■ **Extract to read**:
*** Block opens ***
Just the same: it is something of a horror-movie marvel to witness just how far pro-choicers will go to defend abortion, the levels of depravity to which they will sink, the depths of moral turpitude to which they will descend in order to stick up for “a woman’s right to choose.” It is almost Lovecraftian in its horribleness: it shambles out of the depths of some stinking moral cellar or dank subterranean cave of ethics, emerging as a kind of monster that is, like the fabled Yog-Sothoth, “stupendous in its malign suggestiveness.”

It’s Okay to Kill People Who Require Something of You

At Slate, Christina Cauterucci offers a defense of aborting babies with Down syndrome, a practice which, in Iceland, has resulted in a vanishing fraction of Down babies coming to term every year. “Social attitudes toward abortion and toward the disability itself certainly play a role in differing rates of Down-related terminations,” Cauterucci writes, which is a polite way of saying that nobody wants to bother with the hassle of raising physically and mentally disabled individuals and would rather kill them instead.

“[Disability advocates] contend that a society that encourages women to terminate fetuses with Down syndrome is one that ascribes less value to a child with Down syndrome,” she says. This is a surprising contention to pawn off on “advocates”; even the most virulent and uncompromising abortion supporter, after all, will have to admit that the astronomically high rates of Down abortion in Iceland undoubtedly point to that society’s ascribing “less value” to those babies, either in a relative or an absolute sense. There is no real debating this.

Cauterucci is, like many abortion advocates, not quite brave enough to either condemn or defend the practice of killing Down babies because of their disability, so she resorts to a coward’s maneuver, arguing in favor of “women’s rights to choose their own future for their families and bodies.” This is a comforting route to take, chiefly because it allows one to defend a disability-based genocide while washing one’s hands of the inevitable bloodbath.

If it’s only a matter of “choice,” after all, then the issue becomes decentralized, the moral culpability so radically diffused as to be not worth mentioning. It becomes a pathetic kind of wash: “There is no inherent moral good in increasing the number of people with a given genetic condition,” she writes, “just as there is no inherent moral good in eliminating that condition from the population.”
*** Block closes ***
■ **Dataset excerpts**:
*** Block opens ***
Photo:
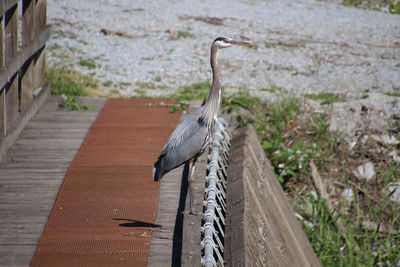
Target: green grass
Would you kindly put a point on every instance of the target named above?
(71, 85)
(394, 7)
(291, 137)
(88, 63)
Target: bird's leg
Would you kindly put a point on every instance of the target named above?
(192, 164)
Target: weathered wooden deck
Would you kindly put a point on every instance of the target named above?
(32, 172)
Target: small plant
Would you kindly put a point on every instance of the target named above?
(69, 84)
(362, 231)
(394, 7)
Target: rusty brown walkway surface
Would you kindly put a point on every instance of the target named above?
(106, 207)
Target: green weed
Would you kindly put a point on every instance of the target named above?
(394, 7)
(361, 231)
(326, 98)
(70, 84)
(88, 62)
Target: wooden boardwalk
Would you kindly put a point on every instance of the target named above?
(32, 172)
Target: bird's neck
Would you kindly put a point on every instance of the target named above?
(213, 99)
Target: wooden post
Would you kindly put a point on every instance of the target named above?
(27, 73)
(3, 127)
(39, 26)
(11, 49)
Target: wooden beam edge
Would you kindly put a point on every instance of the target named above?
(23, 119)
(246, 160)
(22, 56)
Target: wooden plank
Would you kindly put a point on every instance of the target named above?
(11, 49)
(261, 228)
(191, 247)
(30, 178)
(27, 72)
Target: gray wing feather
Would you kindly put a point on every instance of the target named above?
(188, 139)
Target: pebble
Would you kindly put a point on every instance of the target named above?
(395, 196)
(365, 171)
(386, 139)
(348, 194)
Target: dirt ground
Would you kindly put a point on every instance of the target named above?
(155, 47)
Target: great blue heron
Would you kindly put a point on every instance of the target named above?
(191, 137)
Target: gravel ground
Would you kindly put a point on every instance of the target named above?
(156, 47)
*** Block closes ***
*** Block opens ***
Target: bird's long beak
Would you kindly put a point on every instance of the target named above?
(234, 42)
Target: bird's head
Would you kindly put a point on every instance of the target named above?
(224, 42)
*** Block closes ***
■ **Questions to answer**:
1. Switch "route" to "path" in the stretch of the abortion commentary from "Cauterucci is, like" through "the inevitable bloodbath.".
2. Using the abortion commentary, answer these:
(a) At which publication does Christina Cauterucci offer her defense?
(b) In which country has the practice resulted in a vanishing fraction of Down babies coming to term?
(c) To which fabled being does the opening paragraph compare the monster?

■ **Completed exercise**:
1.
Cauterucci is, like many abortion advocates, not quite brave enough to either condemn or defend the practice of killing Down babies because of their disability, so she resorts to a coward’s maneuver, arguing in favor of “women’s rights to choose their own future for their families and bodies.” This is a comforting path to take, chiefly because it allows one to defend a disability-based genocide while washing one’s hands of the inevitable bloodbath.

2.
(a) Slate
(b) Iceland
(c) Yog-Sothoth